◆ Text
-=-=-

The problem
A user recently reported that VidCoder would hang in the middle of a long encode. After dusting off WinDbg and some !clrstack
and !eestack
I found a thread in garbage collection for FlowDocument
. We use this in only one place, the log window.
VidCoder has had a colored log window for years, powered by a RichTextBox
with a FlowDocument
inside:
The document has a single paragraph and we add Runs to that paragraph that contain the actual log entries. At the time I wrote it, it worked great for the length of logs that were typically created. But after I added some optional extended debug logging for the interproc communication, long encodes would cause VidCoder to eat up progressively more memory and eventually lead to the hang inside a GC prompted by FlowDocument
memory allocation.
Virtualization
After the log window was implicated, I knew exactly what was going on. UI elements are typically orders of magnitude more expensive than raw data, and the standard answer is virtualization: create the UI elements only for what's in the viewport, then add placeholder space for areas outside the viewport. As the user scrolls, create new UI elements on-demand and clean up the old ones.

-=-=-

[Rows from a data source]

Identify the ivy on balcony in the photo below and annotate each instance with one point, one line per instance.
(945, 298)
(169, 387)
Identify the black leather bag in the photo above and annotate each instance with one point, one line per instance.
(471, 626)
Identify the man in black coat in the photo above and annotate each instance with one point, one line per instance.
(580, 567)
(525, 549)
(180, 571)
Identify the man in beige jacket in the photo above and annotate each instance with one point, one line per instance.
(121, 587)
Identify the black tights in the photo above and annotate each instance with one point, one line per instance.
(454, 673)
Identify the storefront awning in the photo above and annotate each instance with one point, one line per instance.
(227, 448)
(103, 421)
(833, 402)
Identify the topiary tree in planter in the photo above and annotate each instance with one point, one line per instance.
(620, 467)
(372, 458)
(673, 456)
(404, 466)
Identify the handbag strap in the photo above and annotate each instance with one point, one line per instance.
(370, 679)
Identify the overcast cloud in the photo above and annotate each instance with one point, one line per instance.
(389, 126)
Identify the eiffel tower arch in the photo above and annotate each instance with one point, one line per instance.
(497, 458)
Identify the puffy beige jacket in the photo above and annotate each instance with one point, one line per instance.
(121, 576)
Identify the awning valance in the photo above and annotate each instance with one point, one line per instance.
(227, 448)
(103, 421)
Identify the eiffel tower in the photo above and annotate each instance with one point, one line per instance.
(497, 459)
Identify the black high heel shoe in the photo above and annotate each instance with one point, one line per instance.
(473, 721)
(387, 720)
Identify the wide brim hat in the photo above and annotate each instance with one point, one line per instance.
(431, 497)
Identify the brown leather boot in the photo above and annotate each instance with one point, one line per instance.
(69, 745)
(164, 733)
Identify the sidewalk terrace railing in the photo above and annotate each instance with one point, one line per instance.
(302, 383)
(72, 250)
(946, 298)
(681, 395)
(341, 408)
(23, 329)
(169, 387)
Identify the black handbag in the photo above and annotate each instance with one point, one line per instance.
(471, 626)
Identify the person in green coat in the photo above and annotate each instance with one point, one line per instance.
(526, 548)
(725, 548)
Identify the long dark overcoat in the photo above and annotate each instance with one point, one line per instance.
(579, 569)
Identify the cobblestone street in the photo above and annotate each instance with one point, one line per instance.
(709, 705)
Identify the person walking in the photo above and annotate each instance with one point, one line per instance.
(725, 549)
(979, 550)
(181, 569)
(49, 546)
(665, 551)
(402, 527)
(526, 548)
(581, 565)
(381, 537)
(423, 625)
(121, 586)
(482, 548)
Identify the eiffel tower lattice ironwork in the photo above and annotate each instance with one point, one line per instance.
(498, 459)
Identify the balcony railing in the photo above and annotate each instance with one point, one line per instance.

-=-=-

◆ Goals
1. Copy the rows word for word, beginning with the line that contains "Identify the brown" and going through the last row.
2. Pick up the write-up on VidCoder's log window after its last sentence and keep going.

◆ The replies
1.
Identify the brown leather boot in the photo above and annotate each instance with one point, one line per instance.
(69, 745)
(164, 733)
Identify the sidewalk terrace railing in the photo above and annotate each instance with one point, one line per instance.
(302, 383)
(72, 250)
(946, 298)
(681, 395)
(341, 408)
(23, 329)
(169, 387)
Identify the black handbag in the photo above and annotate each instance with one point, one line per instance.
(471, 626)
Identify the person in green coat in the photo above and annotate each instance with one point, one line per instance.
(526, 548)
(725, 548)
Identify the long dark overcoat in the photo above and annotate each instance with one point, one line per instance.
(579, 569)
Identify the cobblestone street in the photo above and annotate each instance with one point, one line per instance.
(709, 705)
Identify the person walking in the photo above and annotate each instance with one point, one line per instance.
(725, 549)
(979, 550)
(181, 569)
(49, 546)
(665, 551)
(402, 527)
(526, 548)
(581, 565)
(381, 537)
(423, 625)
(121, 586)
(482, 548)
Identify the eiffel tower lattice ironwork in the photo above and annotate each instance with one point, one line per instance.
(498, 459)
Identify the balcony railing in the photo above and annotate each instance with one point, one line per instance.

2.
The approach
Virtualizing list containers come standard with most UI frameworks, but we couldn't use one here. I also decided I didn't want to just load the entire file up into memory, as the log files could get to be 200MB pretty easily and it would double with .NET's UTF-16 string
storage.
I decided I'd break the file up into "chunks", which have a certain number of lines. As you scroll around, read the chunks from the file and add them as Run
s in the FlowDocument
.
I made an outer ScrollViewer
, then the RichTextDocument
inside that, and modified the Margin
on the RichTextDocument
to adjust where it shows up. I used VerticalOffset
, ViewportHeight
and ExtentHeight
on the ScrollViewer
for all the viewport logic.
Problem #1: Where are these chunks, even?
Being able to read a chunk from the file means knowing what byte in the file to jump to in order to start reading, and how many bytes to read. But you can't just declare a fixed number of bytes for each chunk, because it might cut right between a line, which would complicate the layout logic. You need to know where the newlines are.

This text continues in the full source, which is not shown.